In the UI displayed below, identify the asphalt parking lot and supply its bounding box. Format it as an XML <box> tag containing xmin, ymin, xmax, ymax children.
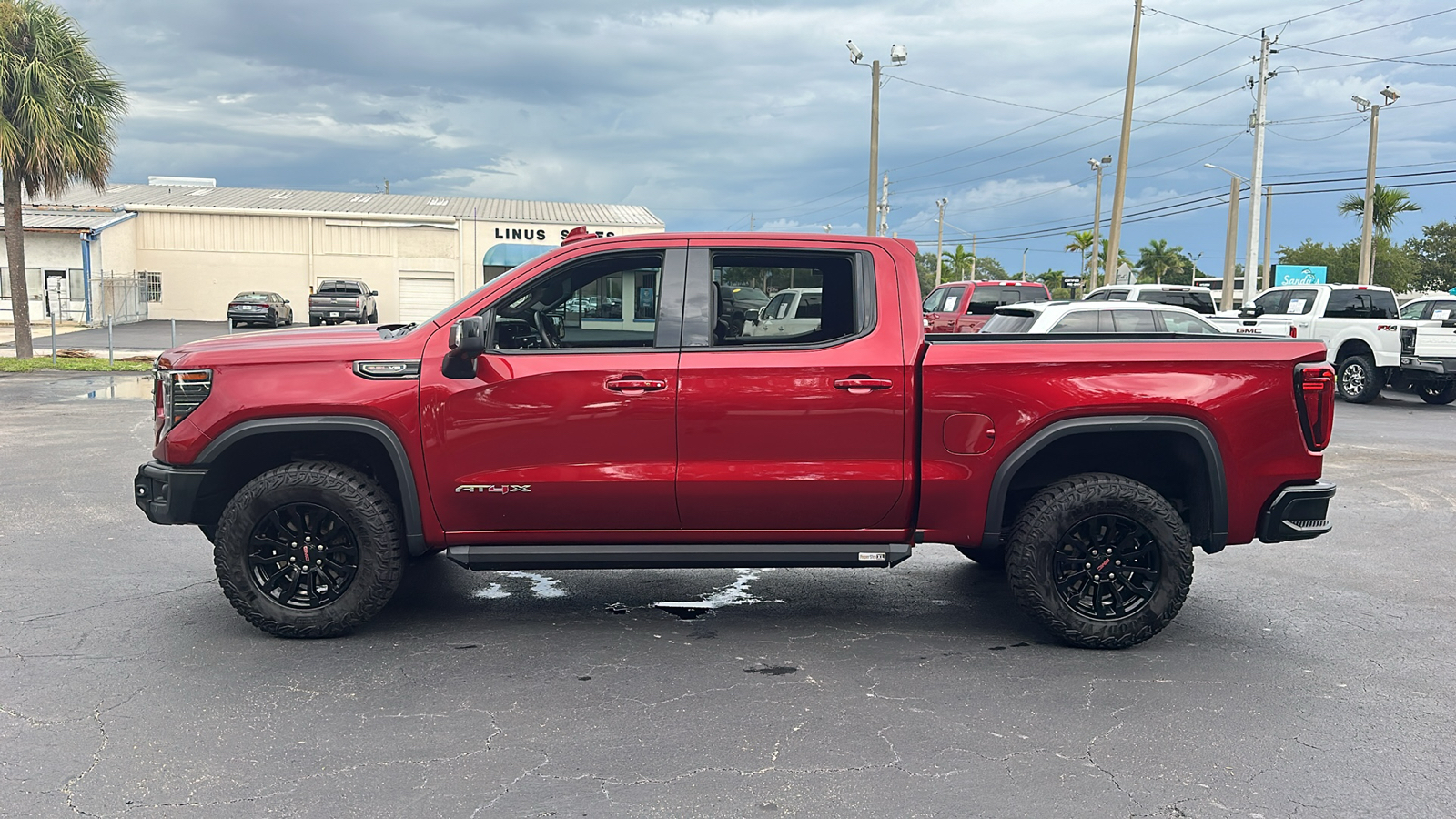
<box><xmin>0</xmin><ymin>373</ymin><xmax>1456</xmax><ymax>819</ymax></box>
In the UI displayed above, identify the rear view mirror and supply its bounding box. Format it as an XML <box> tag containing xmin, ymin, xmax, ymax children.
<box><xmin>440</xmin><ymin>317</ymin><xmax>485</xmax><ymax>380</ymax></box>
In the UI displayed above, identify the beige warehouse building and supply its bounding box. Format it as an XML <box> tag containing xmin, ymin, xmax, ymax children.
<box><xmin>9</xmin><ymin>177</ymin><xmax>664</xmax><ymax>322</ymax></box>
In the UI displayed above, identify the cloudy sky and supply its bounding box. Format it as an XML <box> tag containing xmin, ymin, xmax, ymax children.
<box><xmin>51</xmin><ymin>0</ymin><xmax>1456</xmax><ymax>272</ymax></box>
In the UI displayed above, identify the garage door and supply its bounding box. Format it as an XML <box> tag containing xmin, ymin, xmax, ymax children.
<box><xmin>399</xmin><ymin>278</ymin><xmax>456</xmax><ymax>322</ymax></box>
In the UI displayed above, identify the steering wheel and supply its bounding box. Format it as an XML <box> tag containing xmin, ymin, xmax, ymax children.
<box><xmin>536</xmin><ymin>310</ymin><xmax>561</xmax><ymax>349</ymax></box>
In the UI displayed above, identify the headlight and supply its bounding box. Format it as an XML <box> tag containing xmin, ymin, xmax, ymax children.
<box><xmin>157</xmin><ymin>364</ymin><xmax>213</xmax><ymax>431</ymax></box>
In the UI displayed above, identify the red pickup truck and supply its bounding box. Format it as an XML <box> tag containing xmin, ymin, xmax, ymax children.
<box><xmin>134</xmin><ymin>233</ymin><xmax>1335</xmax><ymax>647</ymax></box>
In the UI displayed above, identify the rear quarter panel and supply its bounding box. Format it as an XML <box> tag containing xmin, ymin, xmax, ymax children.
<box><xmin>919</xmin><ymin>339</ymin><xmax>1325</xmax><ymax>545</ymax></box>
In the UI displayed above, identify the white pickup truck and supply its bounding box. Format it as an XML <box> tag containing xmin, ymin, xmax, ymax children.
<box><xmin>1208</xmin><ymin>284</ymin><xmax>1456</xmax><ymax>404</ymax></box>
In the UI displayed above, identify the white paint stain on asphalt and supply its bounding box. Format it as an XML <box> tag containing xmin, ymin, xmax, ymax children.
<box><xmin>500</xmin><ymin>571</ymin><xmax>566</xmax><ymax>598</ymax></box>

========

● REQUIRED WORK
Can you transcribe, character for character, the rows above from the line containing "In the UI displayed above, identify the white paint" through the last row?

● ANSWER TO THIS EXERCISE
In the UI displayed above, identify the white paint stain on asphalt and supply its bounding box. Format it as an XML <box> tag containing xmin, ymin, xmax, ymax children.
<box><xmin>500</xmin><ymin>571</ymin><xmax>566</xmax><ymax>598</ymax></box>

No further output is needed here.